* TEXT PASSAGE
start

26 May 2019

Wolfgang Ischinger: This is the end of the West – but the Western establishment only has itself to blame

KONFRONTASI -  “Some of the most fundamental pillars of the West and of the liberal international order are weakening,” warned Wolfgang Ischinger, chair of the Munich Security Conference, an annual event that is taking place this week. Participating in the discussions are some 350 decision-makers involved in security policy. Among their number are heads of governments and international organisations, ministers, members of parliaments and high-ranking military personnel. It’s the Western establishment.

You can imagine what a hand-wringing event this must be. In his opening remarks, the chair listed the familiar threats to the liberal order. Among them were the following: “Citizens of democracies believe less and less that their systems are able to deliver positive outcomes for them and increasingly favour national solutions and closed borders over globalism and openness.” Ischinger also warned that “liberal democracies have proven to be vulnerable to disinformation campaigns in ‘post-truth’ international politics.”

 

Now the first question to ask when faced with a crisis in one’s personal life, or in national life, is to what extent have I or we been responsible for it? Only then should one allow oneself to point the finger at others or to blame events beyond one’s control.

end

* DATASET CONTENT
start

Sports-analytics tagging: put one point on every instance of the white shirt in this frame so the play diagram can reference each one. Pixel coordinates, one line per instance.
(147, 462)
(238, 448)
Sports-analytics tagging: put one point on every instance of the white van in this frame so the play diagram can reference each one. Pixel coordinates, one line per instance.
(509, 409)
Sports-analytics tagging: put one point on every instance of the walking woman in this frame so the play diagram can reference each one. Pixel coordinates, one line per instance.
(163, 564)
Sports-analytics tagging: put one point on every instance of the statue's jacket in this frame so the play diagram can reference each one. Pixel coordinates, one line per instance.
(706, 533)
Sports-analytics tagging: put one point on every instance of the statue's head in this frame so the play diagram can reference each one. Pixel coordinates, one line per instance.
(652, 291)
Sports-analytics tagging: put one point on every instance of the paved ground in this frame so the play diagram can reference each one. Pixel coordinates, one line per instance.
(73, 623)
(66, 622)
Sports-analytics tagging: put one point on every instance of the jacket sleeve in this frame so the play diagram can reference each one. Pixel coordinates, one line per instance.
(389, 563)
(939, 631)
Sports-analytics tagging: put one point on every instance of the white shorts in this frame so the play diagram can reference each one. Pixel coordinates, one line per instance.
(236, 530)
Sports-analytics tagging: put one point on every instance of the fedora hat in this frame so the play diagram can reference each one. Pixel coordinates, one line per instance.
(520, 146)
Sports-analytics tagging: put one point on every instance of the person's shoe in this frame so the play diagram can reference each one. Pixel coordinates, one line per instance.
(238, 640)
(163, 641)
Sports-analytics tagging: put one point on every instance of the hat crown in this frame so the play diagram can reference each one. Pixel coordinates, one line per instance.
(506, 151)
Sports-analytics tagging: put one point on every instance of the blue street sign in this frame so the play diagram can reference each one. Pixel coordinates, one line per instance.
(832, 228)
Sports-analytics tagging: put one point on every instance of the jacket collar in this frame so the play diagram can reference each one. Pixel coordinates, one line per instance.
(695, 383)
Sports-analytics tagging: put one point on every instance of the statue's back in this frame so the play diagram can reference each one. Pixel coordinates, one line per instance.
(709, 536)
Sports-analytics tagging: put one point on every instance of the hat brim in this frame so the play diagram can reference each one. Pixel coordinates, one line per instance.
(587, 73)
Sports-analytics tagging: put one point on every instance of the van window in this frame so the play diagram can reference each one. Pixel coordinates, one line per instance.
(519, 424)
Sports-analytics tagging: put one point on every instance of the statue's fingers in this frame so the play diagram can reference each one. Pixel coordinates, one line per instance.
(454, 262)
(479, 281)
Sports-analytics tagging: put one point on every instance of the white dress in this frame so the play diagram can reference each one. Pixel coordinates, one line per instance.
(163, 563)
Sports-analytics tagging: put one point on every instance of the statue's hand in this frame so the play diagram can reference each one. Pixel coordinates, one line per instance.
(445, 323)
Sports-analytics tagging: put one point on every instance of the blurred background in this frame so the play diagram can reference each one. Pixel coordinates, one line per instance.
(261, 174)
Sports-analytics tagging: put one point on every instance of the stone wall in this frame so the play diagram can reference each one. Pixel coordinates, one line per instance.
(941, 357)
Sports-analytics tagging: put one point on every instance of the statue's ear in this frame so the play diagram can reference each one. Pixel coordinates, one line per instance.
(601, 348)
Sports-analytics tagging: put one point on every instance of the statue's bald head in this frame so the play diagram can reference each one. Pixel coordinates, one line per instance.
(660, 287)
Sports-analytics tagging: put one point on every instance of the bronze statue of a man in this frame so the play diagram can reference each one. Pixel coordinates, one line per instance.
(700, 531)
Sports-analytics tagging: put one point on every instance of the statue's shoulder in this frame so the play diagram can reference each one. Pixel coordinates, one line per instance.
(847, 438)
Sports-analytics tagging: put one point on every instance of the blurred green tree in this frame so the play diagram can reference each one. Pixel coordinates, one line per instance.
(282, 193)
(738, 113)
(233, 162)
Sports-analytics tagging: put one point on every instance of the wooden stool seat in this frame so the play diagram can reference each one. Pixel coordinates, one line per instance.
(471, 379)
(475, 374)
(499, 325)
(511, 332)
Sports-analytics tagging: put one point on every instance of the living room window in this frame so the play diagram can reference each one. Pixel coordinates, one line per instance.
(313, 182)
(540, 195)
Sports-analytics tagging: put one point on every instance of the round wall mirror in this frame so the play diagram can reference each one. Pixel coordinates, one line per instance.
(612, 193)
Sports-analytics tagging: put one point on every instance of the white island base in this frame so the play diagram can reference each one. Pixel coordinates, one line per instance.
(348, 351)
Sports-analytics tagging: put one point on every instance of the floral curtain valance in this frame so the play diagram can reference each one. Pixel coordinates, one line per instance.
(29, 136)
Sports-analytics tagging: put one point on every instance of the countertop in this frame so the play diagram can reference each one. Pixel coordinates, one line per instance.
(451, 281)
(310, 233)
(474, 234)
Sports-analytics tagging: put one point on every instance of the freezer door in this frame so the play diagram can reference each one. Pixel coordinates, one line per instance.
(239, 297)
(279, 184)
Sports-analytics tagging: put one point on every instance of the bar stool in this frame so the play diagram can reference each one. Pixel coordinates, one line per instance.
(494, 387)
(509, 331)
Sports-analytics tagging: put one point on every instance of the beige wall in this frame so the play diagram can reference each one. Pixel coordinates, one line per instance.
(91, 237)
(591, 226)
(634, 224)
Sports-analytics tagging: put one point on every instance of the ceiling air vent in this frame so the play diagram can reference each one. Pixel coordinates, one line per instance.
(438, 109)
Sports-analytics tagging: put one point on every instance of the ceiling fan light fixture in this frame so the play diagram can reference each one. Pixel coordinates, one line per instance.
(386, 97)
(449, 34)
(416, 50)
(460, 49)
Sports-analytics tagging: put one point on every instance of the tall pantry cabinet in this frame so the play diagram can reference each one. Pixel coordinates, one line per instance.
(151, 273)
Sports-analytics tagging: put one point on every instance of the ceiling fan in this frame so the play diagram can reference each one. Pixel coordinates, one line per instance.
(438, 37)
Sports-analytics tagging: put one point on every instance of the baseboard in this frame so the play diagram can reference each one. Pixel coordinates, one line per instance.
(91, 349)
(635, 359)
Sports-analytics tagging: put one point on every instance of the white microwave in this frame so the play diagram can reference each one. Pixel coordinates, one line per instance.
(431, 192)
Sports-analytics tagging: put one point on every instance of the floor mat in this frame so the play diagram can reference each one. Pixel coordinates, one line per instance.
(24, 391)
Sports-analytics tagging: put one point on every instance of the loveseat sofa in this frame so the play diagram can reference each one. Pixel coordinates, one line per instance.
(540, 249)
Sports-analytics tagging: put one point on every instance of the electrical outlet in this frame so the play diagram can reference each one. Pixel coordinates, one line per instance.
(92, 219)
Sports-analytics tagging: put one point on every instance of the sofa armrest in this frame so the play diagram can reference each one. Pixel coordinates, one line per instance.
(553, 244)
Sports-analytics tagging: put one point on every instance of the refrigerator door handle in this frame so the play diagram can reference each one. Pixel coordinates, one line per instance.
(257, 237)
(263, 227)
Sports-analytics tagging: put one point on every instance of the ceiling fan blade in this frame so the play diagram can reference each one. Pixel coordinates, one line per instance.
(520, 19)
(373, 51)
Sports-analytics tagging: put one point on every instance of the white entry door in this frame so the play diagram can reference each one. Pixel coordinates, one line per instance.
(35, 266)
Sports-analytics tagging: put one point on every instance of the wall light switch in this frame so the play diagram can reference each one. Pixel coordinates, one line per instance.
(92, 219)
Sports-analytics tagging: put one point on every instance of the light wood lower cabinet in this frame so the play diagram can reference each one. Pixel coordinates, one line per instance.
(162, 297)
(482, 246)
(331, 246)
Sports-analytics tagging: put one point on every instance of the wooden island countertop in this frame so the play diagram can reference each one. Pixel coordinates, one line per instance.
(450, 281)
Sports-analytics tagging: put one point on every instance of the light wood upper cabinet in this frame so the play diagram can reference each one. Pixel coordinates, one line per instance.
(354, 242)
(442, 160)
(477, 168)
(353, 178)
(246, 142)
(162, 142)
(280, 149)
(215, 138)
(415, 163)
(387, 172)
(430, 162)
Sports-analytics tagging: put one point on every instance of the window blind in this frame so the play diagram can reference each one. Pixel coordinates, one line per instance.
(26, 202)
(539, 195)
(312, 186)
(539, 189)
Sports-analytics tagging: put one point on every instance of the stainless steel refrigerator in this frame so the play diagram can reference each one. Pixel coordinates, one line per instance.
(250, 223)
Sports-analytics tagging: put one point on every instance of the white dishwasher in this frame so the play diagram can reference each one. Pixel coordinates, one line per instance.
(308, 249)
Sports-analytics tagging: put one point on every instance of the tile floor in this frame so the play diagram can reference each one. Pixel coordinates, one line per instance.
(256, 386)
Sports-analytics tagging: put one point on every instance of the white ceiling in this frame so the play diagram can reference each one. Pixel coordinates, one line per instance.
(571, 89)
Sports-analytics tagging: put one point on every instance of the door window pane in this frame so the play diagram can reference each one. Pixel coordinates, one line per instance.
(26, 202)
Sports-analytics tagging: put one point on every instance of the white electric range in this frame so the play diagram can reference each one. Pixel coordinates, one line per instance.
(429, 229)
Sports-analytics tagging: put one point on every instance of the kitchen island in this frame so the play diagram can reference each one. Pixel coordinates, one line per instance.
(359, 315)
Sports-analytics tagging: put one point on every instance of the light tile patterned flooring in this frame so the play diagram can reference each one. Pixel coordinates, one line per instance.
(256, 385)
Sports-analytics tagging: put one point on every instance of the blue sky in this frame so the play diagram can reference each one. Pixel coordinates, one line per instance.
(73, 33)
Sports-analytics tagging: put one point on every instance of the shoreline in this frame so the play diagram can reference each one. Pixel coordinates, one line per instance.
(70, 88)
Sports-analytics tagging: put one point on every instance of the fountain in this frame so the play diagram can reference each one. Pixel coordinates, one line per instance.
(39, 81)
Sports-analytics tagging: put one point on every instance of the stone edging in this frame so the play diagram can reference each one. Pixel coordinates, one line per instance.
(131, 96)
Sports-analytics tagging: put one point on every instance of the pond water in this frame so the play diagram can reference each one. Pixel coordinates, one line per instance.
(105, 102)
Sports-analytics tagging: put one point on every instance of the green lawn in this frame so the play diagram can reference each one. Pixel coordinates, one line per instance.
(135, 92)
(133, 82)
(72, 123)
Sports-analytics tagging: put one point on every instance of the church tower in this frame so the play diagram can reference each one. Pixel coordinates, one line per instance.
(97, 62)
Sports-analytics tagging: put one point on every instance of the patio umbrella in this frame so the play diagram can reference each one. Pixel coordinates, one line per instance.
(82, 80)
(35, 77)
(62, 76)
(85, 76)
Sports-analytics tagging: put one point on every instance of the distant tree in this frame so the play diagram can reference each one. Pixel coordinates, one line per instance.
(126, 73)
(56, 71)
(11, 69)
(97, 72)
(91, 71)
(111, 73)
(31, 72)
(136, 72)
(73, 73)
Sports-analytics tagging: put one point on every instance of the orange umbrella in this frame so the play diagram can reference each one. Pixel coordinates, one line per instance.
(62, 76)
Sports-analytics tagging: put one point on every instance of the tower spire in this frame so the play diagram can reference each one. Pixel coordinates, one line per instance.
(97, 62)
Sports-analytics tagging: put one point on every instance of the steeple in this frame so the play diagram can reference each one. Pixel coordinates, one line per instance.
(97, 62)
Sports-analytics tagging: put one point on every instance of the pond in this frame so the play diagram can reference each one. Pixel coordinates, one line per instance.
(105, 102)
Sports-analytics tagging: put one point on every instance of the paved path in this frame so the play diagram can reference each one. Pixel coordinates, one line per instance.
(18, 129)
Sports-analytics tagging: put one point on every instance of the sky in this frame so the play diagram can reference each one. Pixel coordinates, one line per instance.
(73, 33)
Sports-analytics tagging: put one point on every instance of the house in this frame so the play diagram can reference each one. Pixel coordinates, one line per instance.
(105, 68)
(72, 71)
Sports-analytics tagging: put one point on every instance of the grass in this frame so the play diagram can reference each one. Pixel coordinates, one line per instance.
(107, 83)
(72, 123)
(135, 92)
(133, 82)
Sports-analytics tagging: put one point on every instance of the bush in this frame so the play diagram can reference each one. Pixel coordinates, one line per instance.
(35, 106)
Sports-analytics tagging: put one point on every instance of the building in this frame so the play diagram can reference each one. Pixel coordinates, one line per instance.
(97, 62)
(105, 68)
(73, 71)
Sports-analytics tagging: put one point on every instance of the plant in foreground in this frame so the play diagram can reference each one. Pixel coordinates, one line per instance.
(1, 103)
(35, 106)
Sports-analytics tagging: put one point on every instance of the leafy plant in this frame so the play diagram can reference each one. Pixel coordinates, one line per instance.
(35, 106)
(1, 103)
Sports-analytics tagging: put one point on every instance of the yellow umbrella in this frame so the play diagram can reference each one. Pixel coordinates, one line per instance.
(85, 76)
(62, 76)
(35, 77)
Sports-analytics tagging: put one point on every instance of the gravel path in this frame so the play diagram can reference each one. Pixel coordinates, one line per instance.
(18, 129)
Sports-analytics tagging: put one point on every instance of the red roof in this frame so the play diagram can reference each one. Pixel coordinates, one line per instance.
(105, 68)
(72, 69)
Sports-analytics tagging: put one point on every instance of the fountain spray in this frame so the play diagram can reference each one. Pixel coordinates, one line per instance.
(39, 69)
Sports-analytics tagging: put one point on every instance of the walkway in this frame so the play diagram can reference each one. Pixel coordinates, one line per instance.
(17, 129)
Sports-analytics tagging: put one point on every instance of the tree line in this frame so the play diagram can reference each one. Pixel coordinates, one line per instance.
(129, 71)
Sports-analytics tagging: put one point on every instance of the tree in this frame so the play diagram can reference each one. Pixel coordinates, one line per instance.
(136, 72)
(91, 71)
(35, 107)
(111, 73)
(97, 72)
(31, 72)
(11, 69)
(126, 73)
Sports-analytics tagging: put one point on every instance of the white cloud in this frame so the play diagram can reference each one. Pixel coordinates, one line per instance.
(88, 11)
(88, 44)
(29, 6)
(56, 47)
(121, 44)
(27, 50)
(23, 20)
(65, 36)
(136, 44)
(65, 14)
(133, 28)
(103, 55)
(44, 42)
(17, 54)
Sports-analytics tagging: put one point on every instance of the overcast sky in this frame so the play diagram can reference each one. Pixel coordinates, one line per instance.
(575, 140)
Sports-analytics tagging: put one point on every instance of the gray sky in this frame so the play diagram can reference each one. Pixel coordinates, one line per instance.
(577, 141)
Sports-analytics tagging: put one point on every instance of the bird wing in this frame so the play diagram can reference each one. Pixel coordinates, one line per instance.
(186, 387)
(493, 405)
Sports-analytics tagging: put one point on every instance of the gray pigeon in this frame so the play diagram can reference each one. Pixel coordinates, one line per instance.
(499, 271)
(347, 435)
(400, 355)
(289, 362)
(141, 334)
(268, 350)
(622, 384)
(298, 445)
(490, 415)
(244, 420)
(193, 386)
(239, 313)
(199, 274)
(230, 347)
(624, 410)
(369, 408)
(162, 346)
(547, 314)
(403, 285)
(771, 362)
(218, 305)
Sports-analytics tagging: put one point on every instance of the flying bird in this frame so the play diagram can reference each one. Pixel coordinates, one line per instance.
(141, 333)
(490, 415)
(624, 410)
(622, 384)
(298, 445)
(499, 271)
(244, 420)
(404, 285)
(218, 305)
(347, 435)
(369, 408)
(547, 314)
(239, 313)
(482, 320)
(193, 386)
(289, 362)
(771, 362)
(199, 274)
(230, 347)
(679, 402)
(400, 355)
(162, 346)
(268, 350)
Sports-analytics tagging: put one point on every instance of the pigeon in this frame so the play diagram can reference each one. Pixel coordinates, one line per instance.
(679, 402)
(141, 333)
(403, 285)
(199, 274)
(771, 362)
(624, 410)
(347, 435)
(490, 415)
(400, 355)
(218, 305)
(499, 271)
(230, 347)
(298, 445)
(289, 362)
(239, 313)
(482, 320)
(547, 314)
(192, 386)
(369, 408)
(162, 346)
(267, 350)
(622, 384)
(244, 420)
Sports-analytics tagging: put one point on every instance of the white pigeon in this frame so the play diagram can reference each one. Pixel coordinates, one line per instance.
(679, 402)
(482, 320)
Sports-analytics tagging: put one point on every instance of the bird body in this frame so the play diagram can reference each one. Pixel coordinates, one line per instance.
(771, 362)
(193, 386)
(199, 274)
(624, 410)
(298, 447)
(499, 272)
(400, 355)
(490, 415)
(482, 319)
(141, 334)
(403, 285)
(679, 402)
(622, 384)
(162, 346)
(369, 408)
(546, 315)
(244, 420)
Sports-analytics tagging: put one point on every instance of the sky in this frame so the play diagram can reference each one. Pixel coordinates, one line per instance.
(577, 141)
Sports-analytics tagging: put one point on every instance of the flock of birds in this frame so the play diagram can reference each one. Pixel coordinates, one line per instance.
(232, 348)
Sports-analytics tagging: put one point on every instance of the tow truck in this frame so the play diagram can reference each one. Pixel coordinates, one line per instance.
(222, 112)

end

* EXERCISE INSTRUCTIONS
1 > Extract the stretch of the article from "Now the first" through "beyond one’s control.".
2 > Pull out each line of the entries that contains the string "tile".
The article and the entries are independent of each other.

* SOLUTIONS
1 >
Now the first question to ask when faced with a crisis in one’s personal life, or in national life, is to what extent have I or we been responsible for it? Only then should one allow oneself to point the finger at others or to blame events beyond one’s control.

2 >
Sports-analytics tagging: put one point on every instance of the tile floor in this frame so the play diagram can reference each one. Pixel coordinates, one line per instance.
Sports-analytics tagging: put one point on every instance of the light tile patterned flooring in this frame so the play diagram can reference each one. Pixel coordinates, one line per instance.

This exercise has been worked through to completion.